- Required task -
Copy out the listing below with each "biggest" swapped for "largest" and everything else left as it is. Leave the pictures out.
<<<<
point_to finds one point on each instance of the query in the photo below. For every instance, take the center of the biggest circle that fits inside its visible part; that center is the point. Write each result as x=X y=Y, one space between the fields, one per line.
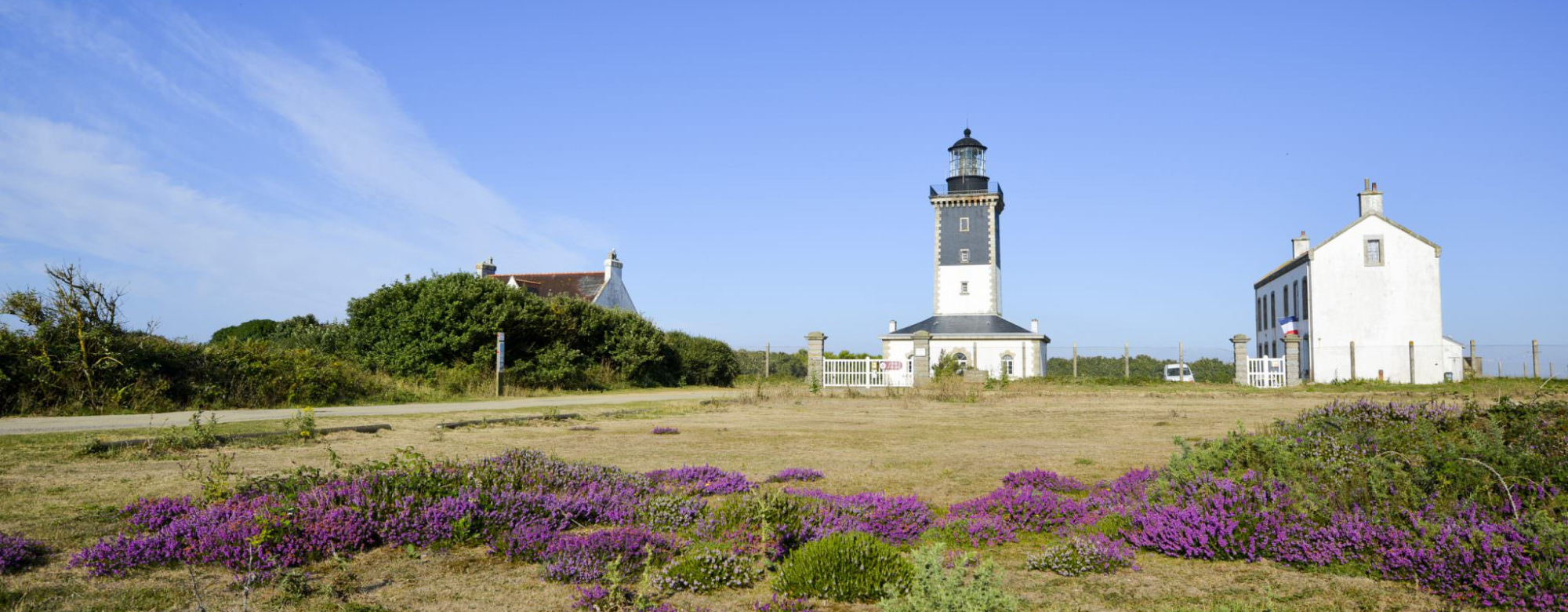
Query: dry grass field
x=899 y=443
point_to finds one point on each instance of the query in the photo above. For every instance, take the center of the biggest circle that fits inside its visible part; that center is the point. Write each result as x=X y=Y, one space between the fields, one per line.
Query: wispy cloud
x=401 y=203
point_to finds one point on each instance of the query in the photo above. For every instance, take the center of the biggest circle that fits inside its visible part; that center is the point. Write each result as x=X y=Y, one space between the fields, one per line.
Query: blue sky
x=763 y=169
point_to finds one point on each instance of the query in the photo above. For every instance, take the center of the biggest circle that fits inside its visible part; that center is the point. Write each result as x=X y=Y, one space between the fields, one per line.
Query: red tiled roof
x=578 y=285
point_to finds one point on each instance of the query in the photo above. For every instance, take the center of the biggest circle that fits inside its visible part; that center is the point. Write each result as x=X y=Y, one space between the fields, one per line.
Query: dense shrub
x=1083 y=555
x=705 y=360
x=844 y=567
x=708 y=569
x=951 y=585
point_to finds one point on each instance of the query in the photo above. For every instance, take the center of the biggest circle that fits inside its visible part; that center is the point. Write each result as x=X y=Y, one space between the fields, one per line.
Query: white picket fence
x=1266 y=373
x=866 y=373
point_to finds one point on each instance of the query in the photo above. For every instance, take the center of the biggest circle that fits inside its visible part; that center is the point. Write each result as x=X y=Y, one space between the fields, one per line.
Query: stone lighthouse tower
x=968 y=236
x=967 y=296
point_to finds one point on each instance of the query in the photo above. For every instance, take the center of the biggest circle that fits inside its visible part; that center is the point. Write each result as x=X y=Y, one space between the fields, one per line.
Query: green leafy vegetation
x=844 y=567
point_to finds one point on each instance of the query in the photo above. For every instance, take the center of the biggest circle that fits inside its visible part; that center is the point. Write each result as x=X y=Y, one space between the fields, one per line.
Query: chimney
x=1371 y=199
x=612 y=268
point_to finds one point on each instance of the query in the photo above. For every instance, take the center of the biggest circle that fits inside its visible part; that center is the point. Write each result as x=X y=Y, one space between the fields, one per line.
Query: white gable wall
x=1381 y=308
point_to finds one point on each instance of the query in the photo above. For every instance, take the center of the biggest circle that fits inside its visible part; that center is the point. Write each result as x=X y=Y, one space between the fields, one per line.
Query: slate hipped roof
x=967 y=326
x=578 y=285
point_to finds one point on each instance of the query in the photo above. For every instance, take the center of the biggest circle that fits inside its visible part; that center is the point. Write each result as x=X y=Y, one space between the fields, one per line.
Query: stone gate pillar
x=923 y=359
x=1241 y=357
x=815 y=343
x=1293 y=360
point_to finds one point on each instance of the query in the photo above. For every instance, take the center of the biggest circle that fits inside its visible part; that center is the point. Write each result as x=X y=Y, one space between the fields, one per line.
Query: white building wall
x=982 y=297
x=985 y=354
x=1381 y=308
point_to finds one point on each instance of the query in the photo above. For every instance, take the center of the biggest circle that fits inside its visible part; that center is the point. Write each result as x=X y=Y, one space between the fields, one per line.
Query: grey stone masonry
x=815 y=343
x=1241 y=357
x=1293 y=362
x=923 y=359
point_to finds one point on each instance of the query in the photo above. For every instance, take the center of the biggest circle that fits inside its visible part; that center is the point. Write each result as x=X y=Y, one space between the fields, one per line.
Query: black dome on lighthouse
x=967 y=142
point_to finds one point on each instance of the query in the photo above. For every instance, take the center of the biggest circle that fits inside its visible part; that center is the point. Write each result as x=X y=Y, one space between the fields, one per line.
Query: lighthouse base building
x=967 y=293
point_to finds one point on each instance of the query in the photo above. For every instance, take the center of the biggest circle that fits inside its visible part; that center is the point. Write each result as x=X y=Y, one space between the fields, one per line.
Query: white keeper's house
x=967 y=294
x=1368 y=304
x=598 y=288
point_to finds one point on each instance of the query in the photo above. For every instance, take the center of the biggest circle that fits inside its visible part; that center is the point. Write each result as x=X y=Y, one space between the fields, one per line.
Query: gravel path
x=49 y=424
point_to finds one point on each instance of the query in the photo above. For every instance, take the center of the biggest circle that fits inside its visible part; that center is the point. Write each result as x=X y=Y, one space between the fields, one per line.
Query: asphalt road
x=49 y=424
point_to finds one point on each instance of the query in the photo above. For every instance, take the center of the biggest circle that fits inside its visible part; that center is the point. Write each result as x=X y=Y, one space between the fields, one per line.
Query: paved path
x=48 y=424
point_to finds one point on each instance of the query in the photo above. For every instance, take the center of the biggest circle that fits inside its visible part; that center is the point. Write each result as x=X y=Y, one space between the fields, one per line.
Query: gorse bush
x=951 y=585
x=844 y=567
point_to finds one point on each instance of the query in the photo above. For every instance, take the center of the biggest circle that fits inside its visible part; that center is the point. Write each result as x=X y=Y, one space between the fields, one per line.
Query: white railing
x=1266 y=373
x=866 y=373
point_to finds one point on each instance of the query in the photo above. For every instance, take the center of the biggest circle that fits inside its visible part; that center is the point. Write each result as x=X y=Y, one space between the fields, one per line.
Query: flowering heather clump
x=895 y=520
x=156 y=514
x=796 y=475
x=786 y=605
x=1084 y=555
x=583 y=558
x=1045 y=481
x=526 y=544
x=703 y=481
x=18 y=553
x=979 y=530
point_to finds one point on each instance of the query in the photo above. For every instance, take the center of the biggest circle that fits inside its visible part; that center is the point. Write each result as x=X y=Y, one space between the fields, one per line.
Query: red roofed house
x=600 y=288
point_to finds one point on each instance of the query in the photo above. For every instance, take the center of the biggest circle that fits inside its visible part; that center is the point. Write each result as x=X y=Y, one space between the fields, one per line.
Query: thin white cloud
x=402 y=205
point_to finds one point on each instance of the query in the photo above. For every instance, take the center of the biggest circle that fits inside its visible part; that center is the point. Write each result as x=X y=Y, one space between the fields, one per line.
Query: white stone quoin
x=1374 y=283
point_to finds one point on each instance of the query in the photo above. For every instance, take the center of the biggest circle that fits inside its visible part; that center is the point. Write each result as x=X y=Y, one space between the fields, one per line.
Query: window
x=1374 y=250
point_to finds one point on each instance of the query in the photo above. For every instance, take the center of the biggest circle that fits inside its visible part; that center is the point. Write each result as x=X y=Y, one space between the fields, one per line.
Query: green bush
x=844 y=567
x=705 y=360
x=706 y=570
x=942 y=585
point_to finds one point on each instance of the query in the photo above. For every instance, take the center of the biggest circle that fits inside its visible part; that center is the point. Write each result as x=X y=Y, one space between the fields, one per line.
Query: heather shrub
x=943 y=583
x=708 y=569
x=584 y=558
x=1084 y=555
x=844 y=567
x=796 y=475
x=20 y=553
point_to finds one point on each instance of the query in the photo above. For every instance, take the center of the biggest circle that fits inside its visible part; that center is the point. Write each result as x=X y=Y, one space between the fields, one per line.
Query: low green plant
x=706 y=570
x=844 y=567
x=945 y=583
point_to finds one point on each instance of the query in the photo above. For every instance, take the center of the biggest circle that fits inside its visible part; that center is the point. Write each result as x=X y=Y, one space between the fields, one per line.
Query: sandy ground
x=51 y=424
x=942 y=451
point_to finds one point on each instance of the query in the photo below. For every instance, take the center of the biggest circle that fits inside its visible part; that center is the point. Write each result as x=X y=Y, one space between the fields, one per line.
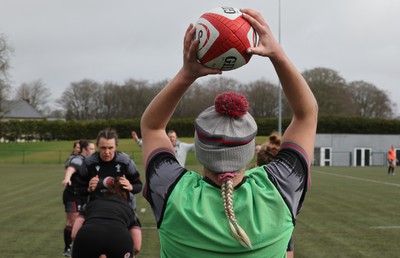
>>>>
- Answer to this task -
point_to finds one point on each instance of the query in the photo below. For every instance, take the center of the largest circle that fits inside its visible part; that center is the point. Write each result as x=X y=Y, one space between the fields, one per line.
Query: dry grass field
x=899 y=443
point_to finds one point on each instance of the query in the photo above. For every instance, take the center of the largest circle that fits inside its visible part; that center is the point. Write each result as x=X y=Y, one space between the fields, one per line.
Query: wispy cloud
x=401 y=203
point_to finds one point on each instance of the query in the photo above. For every instance, take the center of the largest circle that fits inside its visible part; that center is the point. Write each result as x=X y=Y, one space between the fields, one per line.
Query: blue sky
x=763 y=169
point_to finds one point on each instance of the query in the photo above. For every instance, take the center of the largest circle that fits inside its visible part; that center is the point. Write each result as x=X y=Y, one space between the fields, one per line.
Query: red tiled roof
x=578 y=285
point_to finds one point on each instance of the query in the photo above. For every instance, take the center of the largest circle that fits inside its visible part; that center is the point. Write each result as x=X y=Y, one space between the fields, one per line.
Query: dense shrub
x=1083 y=555
x=705 y=360
x=844 y=567
x=708 y=569
x=951 y=585
point_to finds one point on each instance of the query in the photo above. For every instance, take the center of the largest circle that fits inside its visible part; that center is the point. Write each result as x=X y=Y, one space between the fields, one per line.
Query: white picket fence
x=1266 y=373
x=866 y=373
point_to finds one point on each instance of the query in the photo above. For every instance, take the center of the largest circle that fits inside its visible part; that center is the point. Write each result as x=X y=Y, one space between the fields, one per line.
Query: stone lighthouse tower
x=968 y=236
x=967 y=296
point_to finds one point on each instance of the query in the photo above. For every instance, take the center of the largest circle that fits inside its visible part; that center is the point. Write each result as x=X y=Y, one space between the fields, one per line.
Query: green leafy vegetation
x=844 y=567
point_to finds one point on each instance of the query in the photo above. For every instance, take the center of the largest circle that fits inside its visible part; that center is the point. Write each result as x=X y=Y, one space between the fields, one per line.
Query: chimney
x=1371 y=199
x=612 y=268
point_to finds one point on each instance of the query in the photo above. For every instance, take the center of the largest circle that fits inside its visible part; that center is the point. Write each result as x=X y=Y, one space between the fields, one per line.
Query: white gable wall
x=1381 y=308
point_to finds one point on each instance of the query in the photo above. For every instance, take the center of the largest circle that fits inside its visible part; that center is the point. Write each result as x=X y=Y, one space between the fields, one per line.
Query: slate hipped roof
x=967 y=326
x=578 y=285
point_to finds one point on each instance of the query in the photo above. For every instance, take the center of the largest circle that fits inside its visible part; that center is the point. Write each result as x=X y=Y, one space between the fields, one per line.
Query: stone gate pillar
x=923 y=359
x=1241 y=357
x=815 y=343
x=1293 y=360
point_to finds one point on each instance of the query in the photo above. For every instance, take the center of the largest circle that fits inside its visible part; that center is the point. Write each result as x=X y=Y, one space between the fields, one per line.
Query: white building wall
x=982 y=297
x=985 y=354
x=1381 y=308
point_to finds one point on each instance of the query in the photo above. For every instance, take the center of the largest circle that fits inside its visible part; that center is the point. Write each result as x=X y=Y, one space between the fields, one per line.
Query: grey stone masonry
x=815 y=343
x=1241 y=357
x=1293 y=362
x=923 y=359
point_to finds one point on each instance of the query in the photo above. For every instance, take the center of the largest circle that fits inside its visible part; that center is the point. Write each result as x=X y=Y, one space between the fields, one per line.
Query: black dome on lighthouse
x=967 y=142
point_to finds one point on each instance of the query in the photo above. For every instance, take the center of the largest circle that fits inside its visible part; that center is the point. Write each result as x=X y=Y, one space between the fields, one per line.
Query: lighthouse base building
x=967 y=293
point_to finds one point on each instance of the query in the photo above. For every instance, take the center of the largest circle that fits inside its visible part; that center is the point. Write each result as x=X y=Y, one space between the fields, one per line.
Query: white keeper's house
x=967 y=294
x=1368 y=304
x=598 y=288
point_to finds one point on each instance of the query in the photo above. For every instance, take the center of the largest circle that fits inside its visible part; that center is the point. Write each result as x=X y=Y, one space between the fields, one per line.
Query: gravel path
x=49 y=424
point_to finds one point on each instance of the query in the photo above. For every instance, take the center of the largest circle that fits inside its visible part; that center is the point. Write each result as x=X y=Y, one space between the fields, one per line.
Query: asphalt road
x=49 y=424
point_to finds one point on each instance of the query in the photo above. For every instance, take the center of the largest circle that fits inside its visible part; that center is the point. Write each result as x=X y=Y, one space between the fields, one per line.
Query: paved path
x=48 y=424
point_to finds one point on each instance of the query in the photo above. For every instance, take the center of the largest circle that fits inside its visible part; that center is the point. Write each result as x=X y=Y, one space between the fields, one per line.
Query: gorse bush
x=951 y=585
x=844 y=567
point_to finds one point on each instance of the query in the photo above. For every instance, take the center of the largest circle that fits inside its visible part; that center is the point. Write each result as x=X y=Y, one space between the fields, one per line.
Query: white railing
x=1266 y=373
x=866 y=373
point_to finds one point on each instance of the query in the photo above. For every instance, take the center of the largest circle that fits inside its visible part; that center is the point. Write each result as x=X y=Y, one space between the fields, one per line.
Query: flowering heather clump
x=895 y=520
x=156 y=514
x=796 y=475
x=786 y=605
x=1084 y=555
x=583 y=558
x=1045 y=481
x=526 y=544
x=703 y=481
x=18 y=553
x=979 y=530
point_to finds one point on each instance of the query in the photo above. For every instance, take the center of the largest circle that fits inside its visible part; that center is the point. Write each result as x=X y=Y, one space between the fields, one per line.
Query: red roofed house
x=600 y=288
point_to finds one point on each instance of the query in the photo above. For every instance, take the center of the largest circle that fits inside its visible part; that center is the point. Write each result as x=X y=Y, one space between the fields, one per line.
Query: thin white cloud
x=402 y=205
point_to finds one point on each instance of the query in the photo above. For every instance, take the center of the largest circle that fits inside its visible part; that center is the point. Write each result as x=X y=Y, one space between the fields, one per line.
Query: white stone quoin
x=1374 y=283
point_to finds one point on each instance of the query in the photo above. For every instance, take the center of the largest circle that fits inside its visible part; that center is the point. Write each result as x=X y=Y, one space between the fields, one per line.
Query: window
x=1374 y=250
point_to finds one point on each instance of the query in the photo above. For every instance, take the center of the largest circle that fits inside its visible part; that center is the point. Write each result as x=X y=Y, one space between the fields, one per line.
Query: green bush
x=844 y=567
x=705 y=360
x=706 y=570
x=942 y=585
point_to finds one point on each instance of the query in the photo above. For every instance, take the center of the largest circle that fits inside its visible part; that center is the point. Write each result as x=X y=Y, one space between the fields, one per line.
Query: heather shrub
x=943 y=583
x=708 y=569
x=584 y=558
x=1084 y=555
x=844 y=567
x=796 y=475
x=20 y=553
point_to finds one point on each instance of the query in the photo above. For every instance, take the center of the largest circle that fits inside its visible part; that center is the point. Write each result as x=X y=Y, one space between the fields, one per line.
Query: low green plant
x=706 y=570
x=844 y=567
x=945 y=583
point_to finds one point on each instance of the query in the photo above. For every instance, take the center of the largest circle that fits inside its visible part; that center is the point. Write each result as x=X y=Y, one space between the fields, one per line.
Query: sandy ground
x=51 y=424
x=942 y=451
point_to finds one point on each instance of the query in the photo below. For every instance, take the center of the largest circle that fits inside its visible part; that center is the point. Write each result as x=X y=Y, one space between the fields, one per line.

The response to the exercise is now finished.